---------- Records for the exercise

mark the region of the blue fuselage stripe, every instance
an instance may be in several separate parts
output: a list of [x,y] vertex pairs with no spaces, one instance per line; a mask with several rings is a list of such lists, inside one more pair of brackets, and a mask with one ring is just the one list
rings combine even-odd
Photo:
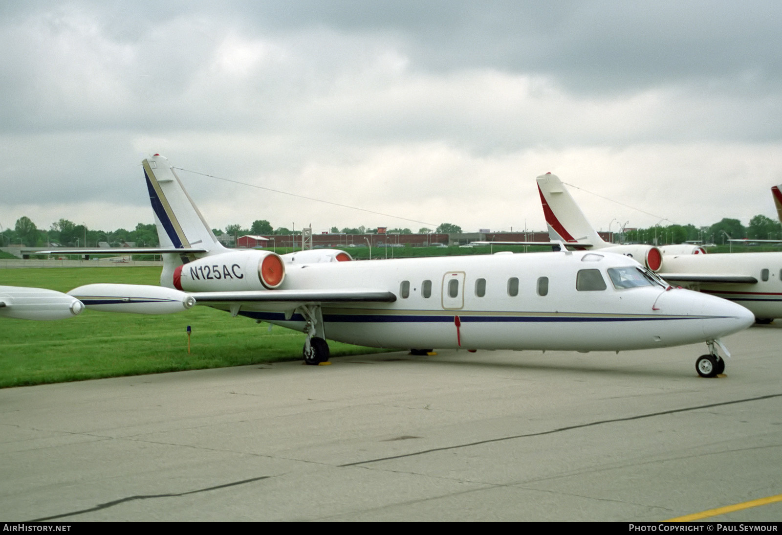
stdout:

--------------------
---------- Records for the exercise

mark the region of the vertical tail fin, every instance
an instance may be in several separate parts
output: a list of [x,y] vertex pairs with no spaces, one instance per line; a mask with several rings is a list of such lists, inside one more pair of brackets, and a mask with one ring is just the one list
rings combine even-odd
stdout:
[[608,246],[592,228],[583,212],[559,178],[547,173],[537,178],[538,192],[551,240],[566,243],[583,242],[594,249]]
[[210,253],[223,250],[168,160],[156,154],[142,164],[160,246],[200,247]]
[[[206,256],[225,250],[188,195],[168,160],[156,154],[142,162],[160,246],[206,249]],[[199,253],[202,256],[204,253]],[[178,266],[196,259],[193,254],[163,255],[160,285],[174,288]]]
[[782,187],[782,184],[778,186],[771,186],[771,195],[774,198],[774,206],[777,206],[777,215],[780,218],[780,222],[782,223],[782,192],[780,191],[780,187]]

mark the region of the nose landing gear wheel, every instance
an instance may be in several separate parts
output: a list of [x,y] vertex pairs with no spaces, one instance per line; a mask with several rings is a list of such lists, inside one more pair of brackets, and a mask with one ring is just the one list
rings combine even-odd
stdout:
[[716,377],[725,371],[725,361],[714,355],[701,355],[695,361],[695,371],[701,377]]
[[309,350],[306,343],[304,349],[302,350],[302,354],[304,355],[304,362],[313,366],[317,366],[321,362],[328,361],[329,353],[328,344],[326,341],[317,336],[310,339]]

--------------------
---------- Records for the exercise

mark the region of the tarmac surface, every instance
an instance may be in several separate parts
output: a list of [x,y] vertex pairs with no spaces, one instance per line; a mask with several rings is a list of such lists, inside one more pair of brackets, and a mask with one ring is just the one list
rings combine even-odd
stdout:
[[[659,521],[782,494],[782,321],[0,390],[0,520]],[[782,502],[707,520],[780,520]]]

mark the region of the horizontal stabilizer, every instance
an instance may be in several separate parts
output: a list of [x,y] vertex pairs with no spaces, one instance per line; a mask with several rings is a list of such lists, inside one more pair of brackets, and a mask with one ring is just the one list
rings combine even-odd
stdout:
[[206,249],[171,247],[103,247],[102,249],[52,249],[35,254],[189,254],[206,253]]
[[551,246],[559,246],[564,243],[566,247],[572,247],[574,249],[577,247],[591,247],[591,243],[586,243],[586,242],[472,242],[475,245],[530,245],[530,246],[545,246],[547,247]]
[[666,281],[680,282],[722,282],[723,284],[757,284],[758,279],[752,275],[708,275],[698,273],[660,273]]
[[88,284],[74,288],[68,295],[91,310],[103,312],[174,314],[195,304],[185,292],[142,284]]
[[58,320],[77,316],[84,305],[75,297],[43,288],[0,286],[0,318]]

--------------------

▶ _Problem details_
Give back only the lines from the one containing "mark the region of the horizontal" through the one containing "[[58,320],[77,316],[84,305],[75,297],[43,288],[0,286],[0,318]]", with "horizontal stabilizer" changed to "tailplane" and nothing else altered.

▶ _Output below_
mark the region of the tailplane, every instance
an instance may be in several separate parts
output: a list of [x,y] vertex pairs with no spaces, one instance per line; a mask with several rings is a list of such lists, inside one more pair of brackets, and a mask with one ring is just the one list
rings combine even-odd
stdout:
[[206,249],[171,247],[103,247],[102,249],[52,249],[35,254],[189,254],[206,253]]
[[551,246],[559,246],[564,243],[566,247],[572,247],[574,249],[577,247],[591,247],[591,243],[586,243],[586,242],[472,242],[475,245],[530,245],[530,246],[545,246],[547,247]]
[[666,281],[680,282],[722,282],[723,284],[757,284],[758,279],[752,275],[708,275],[698,273],[660,273]]
[[88,284],[74,288],[68,295],[91,310],[103,312],[174,314],[195,304],[185,292],[142,284]]
[[58,320],[77,316],[84,305],[75,297],[43,288],[0,286],[0,318]]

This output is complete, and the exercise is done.